§ **WHAT TO PRODUCE**:
Among the entries below, please repeat exactly and only the lines from the line containing "positive clicks: (129, 408)" to the line containing "388L121 381L110 391L113", both lines included.

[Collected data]
____

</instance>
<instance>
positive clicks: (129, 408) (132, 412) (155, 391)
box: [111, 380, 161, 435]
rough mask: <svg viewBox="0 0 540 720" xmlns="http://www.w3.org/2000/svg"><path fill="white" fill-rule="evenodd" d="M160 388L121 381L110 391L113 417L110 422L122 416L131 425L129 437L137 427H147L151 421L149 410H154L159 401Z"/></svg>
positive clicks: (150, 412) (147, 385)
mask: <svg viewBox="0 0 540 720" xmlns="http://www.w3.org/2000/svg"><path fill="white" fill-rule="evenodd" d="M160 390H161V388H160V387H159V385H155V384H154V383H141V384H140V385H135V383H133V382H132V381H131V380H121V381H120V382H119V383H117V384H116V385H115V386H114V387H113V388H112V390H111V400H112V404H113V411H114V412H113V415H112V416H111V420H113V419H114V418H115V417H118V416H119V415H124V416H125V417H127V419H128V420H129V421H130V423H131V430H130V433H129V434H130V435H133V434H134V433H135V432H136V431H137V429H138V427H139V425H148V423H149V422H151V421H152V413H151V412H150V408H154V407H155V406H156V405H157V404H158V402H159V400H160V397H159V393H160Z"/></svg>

____

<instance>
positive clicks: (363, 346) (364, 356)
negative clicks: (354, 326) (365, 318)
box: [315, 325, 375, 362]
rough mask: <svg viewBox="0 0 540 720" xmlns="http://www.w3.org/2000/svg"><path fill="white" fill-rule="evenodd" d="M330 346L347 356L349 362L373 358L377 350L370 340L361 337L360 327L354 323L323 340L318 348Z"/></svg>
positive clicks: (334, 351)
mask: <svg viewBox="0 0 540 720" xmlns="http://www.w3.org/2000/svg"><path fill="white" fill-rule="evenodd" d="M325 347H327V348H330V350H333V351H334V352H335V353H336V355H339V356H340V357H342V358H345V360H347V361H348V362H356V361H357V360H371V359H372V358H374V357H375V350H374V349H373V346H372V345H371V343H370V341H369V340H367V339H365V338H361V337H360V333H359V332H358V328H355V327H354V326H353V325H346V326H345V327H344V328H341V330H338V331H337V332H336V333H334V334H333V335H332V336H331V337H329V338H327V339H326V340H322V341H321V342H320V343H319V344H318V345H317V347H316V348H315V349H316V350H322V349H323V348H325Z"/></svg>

____

§ **RESULT**:
positive clicks: (129, 408) (132, 412) (155, 391)
box: [111, 380, 161, 435]
rough mask: <svg viewBox="0 0 540 720" xmlns="http://www.w3.org/2000/svg"><path fill="white" fill-rule="evenodd" d="M160 388L121 381L110 391L113 417L110 422L122 416L131 425L129 437L137 427H147L151 421L149 410H154L159 401Z"/></svg>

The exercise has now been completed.